To do: In the part that opens with the line containing "Dataset curation step: the target class is crack" and closes with the line containing "[96,202,111,212]", swap "Examine" for "Inspect" and change nothing else. Output only those lines.

Detection annotation items:

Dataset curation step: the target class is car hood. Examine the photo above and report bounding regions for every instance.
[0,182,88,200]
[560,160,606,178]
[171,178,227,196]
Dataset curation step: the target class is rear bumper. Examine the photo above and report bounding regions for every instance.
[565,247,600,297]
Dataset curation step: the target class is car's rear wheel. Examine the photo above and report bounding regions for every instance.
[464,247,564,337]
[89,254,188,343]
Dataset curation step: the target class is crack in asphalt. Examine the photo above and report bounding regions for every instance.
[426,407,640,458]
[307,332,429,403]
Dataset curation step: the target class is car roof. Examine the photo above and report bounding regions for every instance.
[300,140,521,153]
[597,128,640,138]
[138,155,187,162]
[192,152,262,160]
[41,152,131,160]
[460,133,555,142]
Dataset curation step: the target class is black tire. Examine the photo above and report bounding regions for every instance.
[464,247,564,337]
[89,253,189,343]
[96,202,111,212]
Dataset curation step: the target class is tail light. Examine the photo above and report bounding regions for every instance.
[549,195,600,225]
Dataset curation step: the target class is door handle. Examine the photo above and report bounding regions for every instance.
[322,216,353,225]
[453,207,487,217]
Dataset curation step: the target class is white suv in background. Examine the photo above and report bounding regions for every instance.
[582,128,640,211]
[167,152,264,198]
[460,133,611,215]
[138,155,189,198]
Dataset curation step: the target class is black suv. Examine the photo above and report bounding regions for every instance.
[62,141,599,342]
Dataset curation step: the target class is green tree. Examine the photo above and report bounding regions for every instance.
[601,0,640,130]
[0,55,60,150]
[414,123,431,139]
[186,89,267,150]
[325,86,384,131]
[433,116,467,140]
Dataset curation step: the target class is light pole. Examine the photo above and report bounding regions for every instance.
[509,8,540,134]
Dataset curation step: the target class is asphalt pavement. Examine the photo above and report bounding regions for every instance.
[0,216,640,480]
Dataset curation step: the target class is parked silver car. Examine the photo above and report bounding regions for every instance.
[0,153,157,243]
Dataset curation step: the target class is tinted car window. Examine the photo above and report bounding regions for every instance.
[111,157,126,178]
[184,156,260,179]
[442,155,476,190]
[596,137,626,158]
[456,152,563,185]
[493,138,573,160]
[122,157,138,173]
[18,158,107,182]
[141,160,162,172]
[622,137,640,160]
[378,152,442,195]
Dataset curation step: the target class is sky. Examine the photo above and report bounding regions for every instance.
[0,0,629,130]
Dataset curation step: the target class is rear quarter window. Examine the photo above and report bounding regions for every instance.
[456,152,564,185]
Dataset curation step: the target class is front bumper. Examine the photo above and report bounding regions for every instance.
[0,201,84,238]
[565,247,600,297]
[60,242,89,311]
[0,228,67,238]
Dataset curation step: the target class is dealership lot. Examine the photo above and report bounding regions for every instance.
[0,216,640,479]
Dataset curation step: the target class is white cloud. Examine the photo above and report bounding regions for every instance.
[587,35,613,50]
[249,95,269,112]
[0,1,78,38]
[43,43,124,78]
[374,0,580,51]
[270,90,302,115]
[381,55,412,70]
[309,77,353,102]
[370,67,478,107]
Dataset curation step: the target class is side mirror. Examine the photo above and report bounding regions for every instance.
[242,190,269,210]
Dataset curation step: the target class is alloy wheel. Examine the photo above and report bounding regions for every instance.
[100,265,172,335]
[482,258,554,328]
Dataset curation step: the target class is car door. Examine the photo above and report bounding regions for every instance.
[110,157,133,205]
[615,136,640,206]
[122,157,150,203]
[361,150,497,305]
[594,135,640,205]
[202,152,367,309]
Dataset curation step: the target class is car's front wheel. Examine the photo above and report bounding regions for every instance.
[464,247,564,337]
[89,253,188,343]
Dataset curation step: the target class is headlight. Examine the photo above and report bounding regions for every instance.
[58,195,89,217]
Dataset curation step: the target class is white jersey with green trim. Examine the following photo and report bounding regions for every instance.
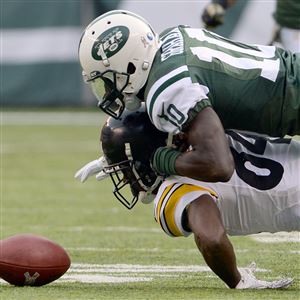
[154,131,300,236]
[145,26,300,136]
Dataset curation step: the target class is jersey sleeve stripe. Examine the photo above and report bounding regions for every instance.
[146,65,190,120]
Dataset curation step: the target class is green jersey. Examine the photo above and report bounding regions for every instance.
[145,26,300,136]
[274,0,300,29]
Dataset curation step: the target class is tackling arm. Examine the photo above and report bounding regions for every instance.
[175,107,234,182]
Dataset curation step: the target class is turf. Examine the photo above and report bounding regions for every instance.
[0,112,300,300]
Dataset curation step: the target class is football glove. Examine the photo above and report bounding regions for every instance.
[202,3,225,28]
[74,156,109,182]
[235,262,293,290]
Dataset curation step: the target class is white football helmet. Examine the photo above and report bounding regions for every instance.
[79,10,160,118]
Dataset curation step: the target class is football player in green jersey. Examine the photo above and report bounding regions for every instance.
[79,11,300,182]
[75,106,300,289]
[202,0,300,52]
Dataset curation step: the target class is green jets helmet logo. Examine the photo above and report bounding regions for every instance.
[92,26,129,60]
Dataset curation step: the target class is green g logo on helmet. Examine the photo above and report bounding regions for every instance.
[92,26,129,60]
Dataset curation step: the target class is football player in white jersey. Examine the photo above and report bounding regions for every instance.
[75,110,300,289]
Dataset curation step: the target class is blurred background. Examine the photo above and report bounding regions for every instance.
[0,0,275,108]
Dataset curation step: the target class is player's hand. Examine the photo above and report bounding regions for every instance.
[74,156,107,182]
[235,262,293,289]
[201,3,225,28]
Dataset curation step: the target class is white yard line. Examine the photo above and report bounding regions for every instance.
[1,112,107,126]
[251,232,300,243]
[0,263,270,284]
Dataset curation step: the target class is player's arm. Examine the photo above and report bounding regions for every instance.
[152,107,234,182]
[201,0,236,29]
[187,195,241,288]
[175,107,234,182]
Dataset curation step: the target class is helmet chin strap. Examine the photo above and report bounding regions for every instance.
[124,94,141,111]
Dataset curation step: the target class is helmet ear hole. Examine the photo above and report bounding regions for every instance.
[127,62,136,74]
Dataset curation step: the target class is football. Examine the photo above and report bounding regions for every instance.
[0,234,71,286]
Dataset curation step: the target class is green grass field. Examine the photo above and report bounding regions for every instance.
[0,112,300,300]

--

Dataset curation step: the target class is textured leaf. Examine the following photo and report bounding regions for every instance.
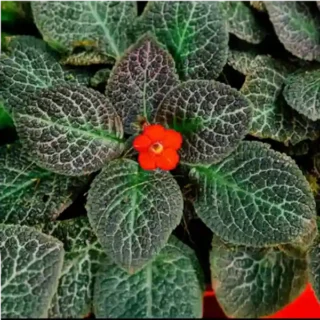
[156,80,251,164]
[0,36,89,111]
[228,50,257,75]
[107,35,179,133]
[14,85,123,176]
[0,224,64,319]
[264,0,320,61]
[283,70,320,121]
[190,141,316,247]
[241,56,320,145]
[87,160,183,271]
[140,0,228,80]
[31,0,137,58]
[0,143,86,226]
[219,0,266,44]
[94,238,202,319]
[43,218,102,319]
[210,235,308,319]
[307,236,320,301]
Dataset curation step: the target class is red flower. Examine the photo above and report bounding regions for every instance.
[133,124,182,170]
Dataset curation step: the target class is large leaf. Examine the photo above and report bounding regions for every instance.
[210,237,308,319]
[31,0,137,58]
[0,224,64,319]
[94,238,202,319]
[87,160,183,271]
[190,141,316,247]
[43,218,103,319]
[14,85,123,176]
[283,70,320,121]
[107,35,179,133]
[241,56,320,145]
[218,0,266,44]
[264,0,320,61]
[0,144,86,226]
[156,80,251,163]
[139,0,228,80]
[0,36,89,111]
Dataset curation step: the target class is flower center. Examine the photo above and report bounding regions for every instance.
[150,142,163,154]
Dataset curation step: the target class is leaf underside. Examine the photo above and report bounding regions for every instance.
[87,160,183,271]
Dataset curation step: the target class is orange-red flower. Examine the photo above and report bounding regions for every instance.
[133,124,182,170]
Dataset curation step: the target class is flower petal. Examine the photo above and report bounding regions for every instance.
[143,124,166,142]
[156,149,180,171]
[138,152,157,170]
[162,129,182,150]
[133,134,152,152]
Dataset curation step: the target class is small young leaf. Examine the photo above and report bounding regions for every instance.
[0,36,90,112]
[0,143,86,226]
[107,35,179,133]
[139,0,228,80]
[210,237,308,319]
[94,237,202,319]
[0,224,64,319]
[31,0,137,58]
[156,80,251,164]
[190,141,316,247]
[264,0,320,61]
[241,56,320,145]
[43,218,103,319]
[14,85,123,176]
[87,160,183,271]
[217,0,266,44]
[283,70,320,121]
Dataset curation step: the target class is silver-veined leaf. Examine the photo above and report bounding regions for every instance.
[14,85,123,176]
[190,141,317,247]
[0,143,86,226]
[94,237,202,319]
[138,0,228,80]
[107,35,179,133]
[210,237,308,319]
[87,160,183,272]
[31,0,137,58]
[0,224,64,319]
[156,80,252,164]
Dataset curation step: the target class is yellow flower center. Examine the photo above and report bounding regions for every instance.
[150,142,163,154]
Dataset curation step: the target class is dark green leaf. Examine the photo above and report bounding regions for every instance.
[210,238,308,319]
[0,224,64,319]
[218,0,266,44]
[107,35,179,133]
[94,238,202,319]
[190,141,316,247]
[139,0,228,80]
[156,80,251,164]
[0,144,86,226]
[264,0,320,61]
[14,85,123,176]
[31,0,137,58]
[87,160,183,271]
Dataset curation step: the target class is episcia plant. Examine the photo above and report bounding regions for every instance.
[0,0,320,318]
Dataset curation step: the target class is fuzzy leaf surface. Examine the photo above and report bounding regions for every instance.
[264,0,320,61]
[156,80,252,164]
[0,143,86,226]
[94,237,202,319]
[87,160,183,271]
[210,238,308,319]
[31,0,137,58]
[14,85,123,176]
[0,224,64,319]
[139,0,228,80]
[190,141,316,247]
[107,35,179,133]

Completed task:
Dataset curation step: the target class is crack in asphalt. Inspect the photo above and report bounding regions for every instance.
[426,407,640,458]
[307,332,429,403]
Dataset curation step: the target class is car roof. Inspect the photo above and report bounding regions for every instance.
[300,140,521,153]
[597,128,640,138]
[138,155,187,162]
[192,152,262,160]
[41,152,131,160]
[460,133,555,142]
Dataset curation step: the target class is black tire. Inspect the photo above and report bounding regions for every instance.
[464,247,564,337]
[89,253,189,343]
[96,202,111,212]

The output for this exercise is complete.